** Opening Supplied information block **

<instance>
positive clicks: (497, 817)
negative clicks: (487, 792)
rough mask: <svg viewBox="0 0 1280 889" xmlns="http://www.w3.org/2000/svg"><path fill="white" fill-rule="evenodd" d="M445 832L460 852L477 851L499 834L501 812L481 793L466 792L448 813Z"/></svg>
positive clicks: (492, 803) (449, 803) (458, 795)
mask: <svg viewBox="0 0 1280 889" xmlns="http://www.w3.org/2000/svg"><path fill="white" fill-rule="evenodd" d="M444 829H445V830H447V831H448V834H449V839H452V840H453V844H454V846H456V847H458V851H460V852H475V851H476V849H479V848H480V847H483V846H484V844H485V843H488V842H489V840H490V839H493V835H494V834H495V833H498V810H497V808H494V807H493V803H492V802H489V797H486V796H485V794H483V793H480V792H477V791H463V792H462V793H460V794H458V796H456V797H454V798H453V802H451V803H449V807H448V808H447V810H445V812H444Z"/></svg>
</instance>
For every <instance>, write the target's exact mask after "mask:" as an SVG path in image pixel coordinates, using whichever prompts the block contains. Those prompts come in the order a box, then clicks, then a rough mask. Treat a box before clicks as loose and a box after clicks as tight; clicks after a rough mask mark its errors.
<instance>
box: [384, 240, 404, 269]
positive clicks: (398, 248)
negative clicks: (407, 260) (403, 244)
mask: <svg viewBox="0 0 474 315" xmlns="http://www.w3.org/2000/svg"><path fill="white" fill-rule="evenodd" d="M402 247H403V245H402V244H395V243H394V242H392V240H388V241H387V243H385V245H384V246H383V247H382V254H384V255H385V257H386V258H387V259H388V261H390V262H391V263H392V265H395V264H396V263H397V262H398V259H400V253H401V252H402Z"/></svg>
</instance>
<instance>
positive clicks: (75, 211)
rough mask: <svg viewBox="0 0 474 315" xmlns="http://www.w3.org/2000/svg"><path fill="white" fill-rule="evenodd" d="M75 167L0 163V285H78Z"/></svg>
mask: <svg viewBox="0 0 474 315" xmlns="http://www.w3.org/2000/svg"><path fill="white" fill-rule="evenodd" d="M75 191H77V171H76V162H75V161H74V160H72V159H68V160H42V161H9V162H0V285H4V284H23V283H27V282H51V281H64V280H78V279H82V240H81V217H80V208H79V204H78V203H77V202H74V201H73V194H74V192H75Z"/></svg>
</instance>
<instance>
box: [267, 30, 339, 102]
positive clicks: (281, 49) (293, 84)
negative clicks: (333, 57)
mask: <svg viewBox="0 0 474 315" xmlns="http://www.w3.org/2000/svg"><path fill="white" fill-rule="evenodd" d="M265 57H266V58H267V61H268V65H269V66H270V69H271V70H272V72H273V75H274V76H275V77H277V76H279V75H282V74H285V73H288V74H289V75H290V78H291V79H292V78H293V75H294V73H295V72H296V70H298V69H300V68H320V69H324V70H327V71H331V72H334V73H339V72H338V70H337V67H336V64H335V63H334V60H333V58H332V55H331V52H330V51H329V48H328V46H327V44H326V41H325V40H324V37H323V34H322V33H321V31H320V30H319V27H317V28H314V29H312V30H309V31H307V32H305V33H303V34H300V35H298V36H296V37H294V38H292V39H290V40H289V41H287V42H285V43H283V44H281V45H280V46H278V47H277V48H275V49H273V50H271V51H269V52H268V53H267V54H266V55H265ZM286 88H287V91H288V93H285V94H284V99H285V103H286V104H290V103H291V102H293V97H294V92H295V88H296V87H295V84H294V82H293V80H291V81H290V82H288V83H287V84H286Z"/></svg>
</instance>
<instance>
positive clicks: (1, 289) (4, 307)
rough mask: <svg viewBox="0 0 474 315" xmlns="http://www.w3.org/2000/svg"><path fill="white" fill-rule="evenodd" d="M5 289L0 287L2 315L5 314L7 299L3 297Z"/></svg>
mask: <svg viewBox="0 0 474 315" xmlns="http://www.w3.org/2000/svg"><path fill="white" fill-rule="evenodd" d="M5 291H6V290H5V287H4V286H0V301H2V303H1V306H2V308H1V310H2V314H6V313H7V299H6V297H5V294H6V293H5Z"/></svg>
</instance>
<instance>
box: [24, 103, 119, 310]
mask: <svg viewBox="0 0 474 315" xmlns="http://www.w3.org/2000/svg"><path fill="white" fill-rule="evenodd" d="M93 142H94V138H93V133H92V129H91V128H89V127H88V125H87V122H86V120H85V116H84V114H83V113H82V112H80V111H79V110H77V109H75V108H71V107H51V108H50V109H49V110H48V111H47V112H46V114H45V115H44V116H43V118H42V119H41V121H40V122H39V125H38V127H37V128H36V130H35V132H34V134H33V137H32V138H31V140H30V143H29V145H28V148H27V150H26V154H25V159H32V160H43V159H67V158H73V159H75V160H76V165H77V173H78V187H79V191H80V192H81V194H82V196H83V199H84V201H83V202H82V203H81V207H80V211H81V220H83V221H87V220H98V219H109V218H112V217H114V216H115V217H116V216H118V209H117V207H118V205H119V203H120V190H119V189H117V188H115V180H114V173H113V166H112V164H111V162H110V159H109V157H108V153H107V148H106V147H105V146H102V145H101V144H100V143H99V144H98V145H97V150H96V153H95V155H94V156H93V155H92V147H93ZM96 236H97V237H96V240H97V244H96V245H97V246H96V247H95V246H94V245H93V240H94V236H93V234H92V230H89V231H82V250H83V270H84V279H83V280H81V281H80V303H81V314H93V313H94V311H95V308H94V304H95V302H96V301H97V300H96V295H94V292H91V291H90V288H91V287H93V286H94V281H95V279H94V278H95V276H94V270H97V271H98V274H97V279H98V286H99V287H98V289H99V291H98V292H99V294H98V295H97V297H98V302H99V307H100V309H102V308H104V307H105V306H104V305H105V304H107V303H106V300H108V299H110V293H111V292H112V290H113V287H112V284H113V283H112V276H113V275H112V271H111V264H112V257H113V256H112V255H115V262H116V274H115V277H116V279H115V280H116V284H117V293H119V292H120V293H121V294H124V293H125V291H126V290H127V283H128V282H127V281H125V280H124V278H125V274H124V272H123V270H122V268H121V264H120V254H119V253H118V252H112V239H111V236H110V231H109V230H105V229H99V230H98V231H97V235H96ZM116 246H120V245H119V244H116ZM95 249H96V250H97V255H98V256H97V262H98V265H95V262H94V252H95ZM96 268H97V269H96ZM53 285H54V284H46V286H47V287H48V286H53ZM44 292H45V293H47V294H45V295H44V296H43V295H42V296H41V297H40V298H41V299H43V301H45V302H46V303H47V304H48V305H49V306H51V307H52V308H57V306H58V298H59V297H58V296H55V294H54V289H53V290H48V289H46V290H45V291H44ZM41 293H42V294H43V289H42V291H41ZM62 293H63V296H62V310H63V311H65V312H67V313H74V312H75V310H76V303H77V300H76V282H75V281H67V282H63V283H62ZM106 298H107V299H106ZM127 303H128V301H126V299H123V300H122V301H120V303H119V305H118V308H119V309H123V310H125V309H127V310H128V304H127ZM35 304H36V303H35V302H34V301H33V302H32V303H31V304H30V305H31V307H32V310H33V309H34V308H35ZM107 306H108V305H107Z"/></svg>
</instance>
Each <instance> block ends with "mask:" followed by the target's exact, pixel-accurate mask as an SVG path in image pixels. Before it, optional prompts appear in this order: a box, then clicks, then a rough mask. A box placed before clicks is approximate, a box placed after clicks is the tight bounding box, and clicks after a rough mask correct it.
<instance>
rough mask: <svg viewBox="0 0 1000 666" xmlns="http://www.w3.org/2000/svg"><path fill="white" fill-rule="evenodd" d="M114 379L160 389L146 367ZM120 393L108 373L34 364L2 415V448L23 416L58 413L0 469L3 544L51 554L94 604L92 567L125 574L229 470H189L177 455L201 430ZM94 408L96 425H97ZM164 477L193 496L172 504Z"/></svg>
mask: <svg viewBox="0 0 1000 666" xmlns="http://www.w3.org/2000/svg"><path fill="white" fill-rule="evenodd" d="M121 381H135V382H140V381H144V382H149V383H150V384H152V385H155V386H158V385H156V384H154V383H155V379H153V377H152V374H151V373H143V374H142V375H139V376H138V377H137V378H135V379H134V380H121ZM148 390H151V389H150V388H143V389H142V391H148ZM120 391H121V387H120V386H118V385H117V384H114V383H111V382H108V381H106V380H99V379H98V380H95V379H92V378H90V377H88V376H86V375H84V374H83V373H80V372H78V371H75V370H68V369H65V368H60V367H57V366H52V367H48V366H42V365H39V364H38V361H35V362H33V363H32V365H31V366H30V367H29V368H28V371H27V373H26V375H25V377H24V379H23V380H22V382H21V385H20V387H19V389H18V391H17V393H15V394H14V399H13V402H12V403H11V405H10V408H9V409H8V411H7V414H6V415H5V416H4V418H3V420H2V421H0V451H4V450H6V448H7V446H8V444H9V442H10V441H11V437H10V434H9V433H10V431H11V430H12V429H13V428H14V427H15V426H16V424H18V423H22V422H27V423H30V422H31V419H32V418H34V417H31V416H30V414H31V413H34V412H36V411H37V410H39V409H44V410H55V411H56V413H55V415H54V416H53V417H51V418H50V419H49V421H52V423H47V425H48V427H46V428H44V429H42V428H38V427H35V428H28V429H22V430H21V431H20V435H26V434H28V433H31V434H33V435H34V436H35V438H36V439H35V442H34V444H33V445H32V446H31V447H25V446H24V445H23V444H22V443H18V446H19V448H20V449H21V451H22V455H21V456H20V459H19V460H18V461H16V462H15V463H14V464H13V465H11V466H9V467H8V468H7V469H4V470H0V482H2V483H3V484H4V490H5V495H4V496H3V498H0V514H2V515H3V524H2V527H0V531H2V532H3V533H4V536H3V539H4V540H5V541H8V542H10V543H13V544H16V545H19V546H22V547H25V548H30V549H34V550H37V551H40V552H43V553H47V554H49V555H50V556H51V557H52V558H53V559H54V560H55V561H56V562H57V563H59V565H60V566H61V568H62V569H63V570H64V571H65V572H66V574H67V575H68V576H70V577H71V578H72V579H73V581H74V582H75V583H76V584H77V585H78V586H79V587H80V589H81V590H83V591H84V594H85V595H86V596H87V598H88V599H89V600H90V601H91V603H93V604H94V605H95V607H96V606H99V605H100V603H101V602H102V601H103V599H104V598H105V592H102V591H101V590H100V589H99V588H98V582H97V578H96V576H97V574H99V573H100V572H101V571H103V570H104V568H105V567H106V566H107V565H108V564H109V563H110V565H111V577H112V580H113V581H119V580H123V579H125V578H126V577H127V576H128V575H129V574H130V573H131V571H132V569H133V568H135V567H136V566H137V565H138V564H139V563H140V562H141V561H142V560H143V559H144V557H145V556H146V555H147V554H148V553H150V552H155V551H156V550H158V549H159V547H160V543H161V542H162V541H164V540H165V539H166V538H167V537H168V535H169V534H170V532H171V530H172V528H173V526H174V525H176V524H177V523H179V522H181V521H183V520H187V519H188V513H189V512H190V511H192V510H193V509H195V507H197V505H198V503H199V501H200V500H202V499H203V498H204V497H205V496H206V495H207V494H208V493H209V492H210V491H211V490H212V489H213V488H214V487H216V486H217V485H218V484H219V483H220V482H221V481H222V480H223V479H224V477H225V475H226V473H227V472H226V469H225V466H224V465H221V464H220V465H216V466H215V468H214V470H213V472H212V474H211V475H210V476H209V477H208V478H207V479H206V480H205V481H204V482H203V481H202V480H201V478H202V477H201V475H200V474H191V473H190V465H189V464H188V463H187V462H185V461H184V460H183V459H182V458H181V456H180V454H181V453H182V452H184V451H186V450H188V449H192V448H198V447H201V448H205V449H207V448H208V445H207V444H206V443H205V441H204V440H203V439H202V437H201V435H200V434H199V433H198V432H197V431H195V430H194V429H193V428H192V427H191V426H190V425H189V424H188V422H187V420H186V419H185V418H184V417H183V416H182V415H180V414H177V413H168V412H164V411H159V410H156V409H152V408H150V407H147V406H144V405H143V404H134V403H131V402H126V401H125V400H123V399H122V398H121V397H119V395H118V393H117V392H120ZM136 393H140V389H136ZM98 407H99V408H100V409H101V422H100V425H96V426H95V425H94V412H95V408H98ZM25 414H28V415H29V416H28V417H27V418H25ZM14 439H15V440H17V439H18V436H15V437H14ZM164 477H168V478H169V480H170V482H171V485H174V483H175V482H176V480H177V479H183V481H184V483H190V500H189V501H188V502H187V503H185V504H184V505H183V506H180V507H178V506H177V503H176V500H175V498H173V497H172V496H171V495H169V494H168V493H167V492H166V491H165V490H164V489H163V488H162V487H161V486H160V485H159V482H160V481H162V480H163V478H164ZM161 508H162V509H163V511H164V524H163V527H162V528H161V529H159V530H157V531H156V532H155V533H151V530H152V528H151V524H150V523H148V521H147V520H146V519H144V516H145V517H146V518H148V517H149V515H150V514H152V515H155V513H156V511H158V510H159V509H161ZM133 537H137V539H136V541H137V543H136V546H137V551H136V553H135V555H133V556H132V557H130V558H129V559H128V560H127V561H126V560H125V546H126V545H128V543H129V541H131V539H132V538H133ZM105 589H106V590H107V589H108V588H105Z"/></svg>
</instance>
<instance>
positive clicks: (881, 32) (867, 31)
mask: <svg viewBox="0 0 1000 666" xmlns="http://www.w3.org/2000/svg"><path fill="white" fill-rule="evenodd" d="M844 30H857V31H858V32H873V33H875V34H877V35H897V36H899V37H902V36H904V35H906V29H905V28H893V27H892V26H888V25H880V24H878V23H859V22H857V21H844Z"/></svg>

** Closing Supplied information block **

## What the exercise asks
Find the lines that mention "image" in the entries and show them.

## Exercise answer
For every <instance>, write the target's exact mask after "mask:" as an SVG path in image pixel coordinates, using whichever prompts the block contains. Those prompts come in the order a box, then clicks, then a rough mask. Treat a box before clicks as loose and a box after clicks as tight; clicks after a rough mask mark its errors.
Each <instance> block ends with "mask:" followed by the target's exact, pixel-accurate mask as an SVG path in image pixels. Before it, optional prompts appear in this order: a box, then clicks, then a rough mask. A box placed before clicks is approximate, a box placed after clicks is the tight bounding box, and clicks after a rough mask correct it.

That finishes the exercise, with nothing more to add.